__Exercise details__
Retype every one of the rows below word for word, leaving the pictures out.

__Record extracts__
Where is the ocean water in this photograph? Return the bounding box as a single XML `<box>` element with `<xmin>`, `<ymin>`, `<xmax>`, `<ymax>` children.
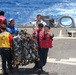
<box><xmin>0</xmin><ymin>0</ymin><xmax>76</xmax><ymax>24</ymax></box>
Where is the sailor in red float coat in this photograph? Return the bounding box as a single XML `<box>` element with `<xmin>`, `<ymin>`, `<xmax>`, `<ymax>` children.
<box><xmin>39</xmin><ymin>31</ymin><xmax>53</xmax><ymax>48</ymax></box>
<box><xmin>0</xmin><ymin>15</ymin><xmax>6</xmax><ymax>25</ymax></box>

__Reply__
Where is the ocean water in this photograph? Return the bounding box as a single XML `<box>` element with `<xmin>`, `<ymin>`, `<xmax>`, `<ymax>` children.
<box><xmin>0</xmin><ymin>0</ymin><xmax>76</xmax><ymax>24</ymax></box>
Where is the sailor in red float coat in this photograph? Return the bounding box as a single XML `<box>` element with `<xmin>`, `<ymin>`, `<xmax>`, `<ymax>` children.
<box><xmin>39</xmin><ymin>31</ymin><xmax>53</xmax><ymax>48</ymax></box>
<box><xmin>0</xmin><ymin>15</ymin><xmax>6</xmax><ymax>25</ymax></box>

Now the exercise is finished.